● PROVIDED PASSAGE
◆ ◆ ◆
I can well understand that Mr. Yan may have found the experience of being served with freezing and search orders, having his house searched and being asked all sorts of questions about his affairs bewildering and irritating and I accept that a recent argument with his wife had left him feeling disconcerted. Nonetheless, I am unable to accept that he did not understand the general effect of the orders which were explained to him both by Miss Briffa and later by Mr. Schindler. Moreover, I should make it quite clear that I do not accept that any of the solicitors involved acted otherwise than in a proper and professional manner, either when they attended at Gideon Mews or later at Interstone’s offices.

18.

Despite the unusual nature of the situation in which he found himself, and even in the absence of any relevant documents, I am unable to accept that Mr. Yan completely overlooked the existence of all these assets outside the jurisdiction. The explanations he had been given of the nature and effect of the freezing order, not to mention the questions asked by Mr. Schindler, must have made it clear that he was required to provide information about his assets abroad as well as his assets in this country. Although I can accept that without access to paperwork or computer records he might have been unable to say with confidence exactly how many bank accounts he maintained in Hong Kong, I find it impossible to believe that he could have overlooked their existence altogether. Similarly, although he might have been unable to provide full details of all his business interests abroad, I find it impossible to accept that he provided as much information as was available to him from memory. In my view Mr. Yan is an astute person who was quite capable of weighing up the situation facing him. I am satisfied, applying the higher standard of proof appropriate to an allegation of contempt, that he decided not to say anything about these assets in the hope that Nokia would not discover them. This may have been a decision taken on the spur of the moment and was certainly taken before he had received legal advice, but it was nonetheless a deliberate failure to comply with the court’s order.

(c) Motor cars

19.

While they were at Gideon Mews Mr. Schindler asked Mr. Yan about his cars. He specifically asked him whether he owned a Chrysler Voyager, registration number J1 NYA, which was one of the assets identified in the freezing injunction. Mr. Yan prevaricated. He said that he might have sold it to a friend and did not know where it was. When he gave evidence he explained that he and Miss Wu had discussed disposing of the car and that he was not sure at the time whether she had sold it while he was away on business. That was simply untrue. I accept that Mr. Yan and Miss Wu had discussed selling the vehicle, but nothing had been done about it while he was away and at the time he was questioned by Mr. Schindler he was still using it for his own purposes. Indeed, Miss Wu confirmed that she had been intending to drive him back to Montpelier Road to collect it when Mr. Schindler and his team arrived at Gideon Mews. Later the same day, however, Mr. Yan admitted to Mr. Schindler that the vehicle belonged to him and that he used it each day to travel to and from work, so his initial denial was of very limited effect in relation to the disclosure of his assets. It was of potentially greater significance in relation to the seizure of documents because the search order extended to Mr. Yan’s cars and Mr. Schindler wanted to search them before there was an opportunity to remove any relevant papers. However, there is no evidence that any documents were improperly removed from the vehicle.
◆ ◆ ◆
● SET OF TASKS
1: Which people does the judgment excerpt refer to with the title "Mr." or "Miss"?
2: Can you reproduce everything in the judgment excerpt from "I can well understand" down to "at Interstone’s offices.", word for word?
Answer from the judgment excerpt above and nothing else.
◆ ◆ ◆
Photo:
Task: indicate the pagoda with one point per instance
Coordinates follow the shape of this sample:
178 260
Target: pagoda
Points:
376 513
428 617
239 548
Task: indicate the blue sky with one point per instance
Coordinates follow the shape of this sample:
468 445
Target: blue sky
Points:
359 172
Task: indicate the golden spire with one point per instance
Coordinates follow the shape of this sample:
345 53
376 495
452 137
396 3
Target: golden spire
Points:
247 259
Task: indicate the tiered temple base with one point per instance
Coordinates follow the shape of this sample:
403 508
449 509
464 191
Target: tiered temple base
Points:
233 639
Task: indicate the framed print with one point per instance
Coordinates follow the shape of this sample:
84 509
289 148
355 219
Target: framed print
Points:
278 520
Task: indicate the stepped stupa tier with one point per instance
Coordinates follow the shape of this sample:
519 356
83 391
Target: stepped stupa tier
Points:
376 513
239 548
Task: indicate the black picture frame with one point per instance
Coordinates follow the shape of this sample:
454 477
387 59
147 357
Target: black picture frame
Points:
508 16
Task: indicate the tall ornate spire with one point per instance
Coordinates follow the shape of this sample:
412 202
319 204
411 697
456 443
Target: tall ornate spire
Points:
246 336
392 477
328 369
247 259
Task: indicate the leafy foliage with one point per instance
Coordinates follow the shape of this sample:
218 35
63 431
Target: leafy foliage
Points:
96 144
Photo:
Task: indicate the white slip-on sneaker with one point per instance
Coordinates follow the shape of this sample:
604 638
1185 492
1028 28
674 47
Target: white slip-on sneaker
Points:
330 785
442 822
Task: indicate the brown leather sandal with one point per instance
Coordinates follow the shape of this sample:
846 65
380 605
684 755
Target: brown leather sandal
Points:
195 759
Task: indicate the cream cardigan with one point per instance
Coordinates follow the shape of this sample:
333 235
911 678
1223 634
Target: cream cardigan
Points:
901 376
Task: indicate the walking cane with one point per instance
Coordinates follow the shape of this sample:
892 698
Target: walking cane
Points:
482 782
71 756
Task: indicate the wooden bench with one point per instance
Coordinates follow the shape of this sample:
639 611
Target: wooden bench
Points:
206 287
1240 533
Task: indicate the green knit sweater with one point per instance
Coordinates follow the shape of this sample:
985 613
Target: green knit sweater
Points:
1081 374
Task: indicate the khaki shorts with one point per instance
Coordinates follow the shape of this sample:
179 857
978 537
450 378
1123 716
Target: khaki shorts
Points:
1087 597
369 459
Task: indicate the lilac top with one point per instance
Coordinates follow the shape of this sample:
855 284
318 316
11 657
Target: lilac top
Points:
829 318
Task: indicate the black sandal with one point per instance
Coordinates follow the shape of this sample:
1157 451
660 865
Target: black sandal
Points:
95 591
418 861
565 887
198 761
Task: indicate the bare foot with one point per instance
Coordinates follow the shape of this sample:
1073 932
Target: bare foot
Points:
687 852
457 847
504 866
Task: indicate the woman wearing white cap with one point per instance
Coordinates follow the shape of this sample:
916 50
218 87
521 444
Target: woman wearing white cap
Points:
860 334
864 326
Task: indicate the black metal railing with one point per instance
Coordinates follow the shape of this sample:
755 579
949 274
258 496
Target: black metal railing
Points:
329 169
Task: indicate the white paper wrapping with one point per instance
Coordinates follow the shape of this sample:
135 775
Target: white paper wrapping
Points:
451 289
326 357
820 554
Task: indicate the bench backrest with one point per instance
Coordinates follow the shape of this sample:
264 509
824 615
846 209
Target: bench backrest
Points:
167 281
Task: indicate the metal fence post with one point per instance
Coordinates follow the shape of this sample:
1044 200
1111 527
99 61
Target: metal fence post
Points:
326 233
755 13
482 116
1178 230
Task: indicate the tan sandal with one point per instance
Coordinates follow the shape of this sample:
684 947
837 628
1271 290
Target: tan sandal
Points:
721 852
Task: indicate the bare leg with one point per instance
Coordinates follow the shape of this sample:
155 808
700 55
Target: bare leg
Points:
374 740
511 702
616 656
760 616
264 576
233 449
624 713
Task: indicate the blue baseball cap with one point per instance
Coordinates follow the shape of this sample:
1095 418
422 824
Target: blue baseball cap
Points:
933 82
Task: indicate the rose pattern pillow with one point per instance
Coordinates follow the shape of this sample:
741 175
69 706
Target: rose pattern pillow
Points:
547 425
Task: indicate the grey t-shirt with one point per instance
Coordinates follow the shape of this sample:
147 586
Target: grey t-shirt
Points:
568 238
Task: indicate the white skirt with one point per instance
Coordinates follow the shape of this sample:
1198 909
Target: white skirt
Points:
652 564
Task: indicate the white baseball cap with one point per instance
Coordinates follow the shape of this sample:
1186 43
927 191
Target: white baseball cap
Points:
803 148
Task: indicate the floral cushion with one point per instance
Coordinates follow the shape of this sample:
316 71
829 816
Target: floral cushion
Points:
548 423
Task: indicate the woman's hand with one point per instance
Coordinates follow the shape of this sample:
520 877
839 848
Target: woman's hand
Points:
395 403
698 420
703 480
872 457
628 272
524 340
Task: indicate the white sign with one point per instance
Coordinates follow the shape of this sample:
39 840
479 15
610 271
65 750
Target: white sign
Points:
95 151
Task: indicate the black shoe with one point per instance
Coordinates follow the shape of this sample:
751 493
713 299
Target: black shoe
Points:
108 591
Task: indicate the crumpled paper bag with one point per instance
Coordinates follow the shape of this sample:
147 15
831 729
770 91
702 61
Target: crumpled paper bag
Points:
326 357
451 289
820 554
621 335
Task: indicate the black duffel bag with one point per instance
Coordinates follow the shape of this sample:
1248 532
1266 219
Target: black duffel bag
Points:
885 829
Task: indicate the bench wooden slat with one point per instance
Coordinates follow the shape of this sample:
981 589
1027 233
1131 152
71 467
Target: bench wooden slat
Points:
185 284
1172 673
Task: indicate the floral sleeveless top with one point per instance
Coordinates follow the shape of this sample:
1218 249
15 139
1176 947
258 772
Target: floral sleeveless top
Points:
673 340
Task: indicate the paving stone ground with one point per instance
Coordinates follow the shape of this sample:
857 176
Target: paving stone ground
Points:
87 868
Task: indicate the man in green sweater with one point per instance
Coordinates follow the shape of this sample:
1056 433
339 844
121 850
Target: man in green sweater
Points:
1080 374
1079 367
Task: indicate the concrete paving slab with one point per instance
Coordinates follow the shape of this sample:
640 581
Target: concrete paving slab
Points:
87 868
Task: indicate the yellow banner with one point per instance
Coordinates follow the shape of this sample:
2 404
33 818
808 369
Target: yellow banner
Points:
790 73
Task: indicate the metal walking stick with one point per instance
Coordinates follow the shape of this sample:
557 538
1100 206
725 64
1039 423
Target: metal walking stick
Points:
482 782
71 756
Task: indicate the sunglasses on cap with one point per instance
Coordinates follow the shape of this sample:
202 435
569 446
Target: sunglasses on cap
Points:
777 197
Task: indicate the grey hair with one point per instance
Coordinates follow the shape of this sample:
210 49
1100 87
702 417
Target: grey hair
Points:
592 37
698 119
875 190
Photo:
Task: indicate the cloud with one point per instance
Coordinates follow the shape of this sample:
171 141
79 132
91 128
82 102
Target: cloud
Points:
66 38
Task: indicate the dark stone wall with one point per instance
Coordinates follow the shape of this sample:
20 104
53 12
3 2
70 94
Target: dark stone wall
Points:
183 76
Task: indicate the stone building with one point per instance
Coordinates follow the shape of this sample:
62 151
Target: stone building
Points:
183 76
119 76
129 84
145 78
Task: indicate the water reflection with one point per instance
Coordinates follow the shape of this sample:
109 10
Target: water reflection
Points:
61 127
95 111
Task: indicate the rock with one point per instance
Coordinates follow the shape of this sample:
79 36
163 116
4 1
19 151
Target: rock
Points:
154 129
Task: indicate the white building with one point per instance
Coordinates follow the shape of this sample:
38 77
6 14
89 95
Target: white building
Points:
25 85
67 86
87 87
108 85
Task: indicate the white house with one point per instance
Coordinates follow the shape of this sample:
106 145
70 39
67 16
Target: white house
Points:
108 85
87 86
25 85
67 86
◆ ◆ ◆
● ANSWERS BELOW
1: Mr. Yan, Miss Briffa, Mr. Schindler, Miss Wu

2:
I can well understand that Mr. Yan may have found the experience of being served with freezing and search orders, having his house searched and being asked all sorts of questions about his affairs bewildering and irritating and I accept that a recent argument with his wife had left him feeling disconcerted. Nonetheless, I am unable to accept that he did not understand the general effect of the orders which were explained to him both by Miss Briffa and later by Mr. Schindler. Moreover, I should make it quite clear that I do not accept that any of the solicitors involved acted otherwise than in a proper and professional manner, either when they attended at Gideon Mews or later at Interstone’s offices.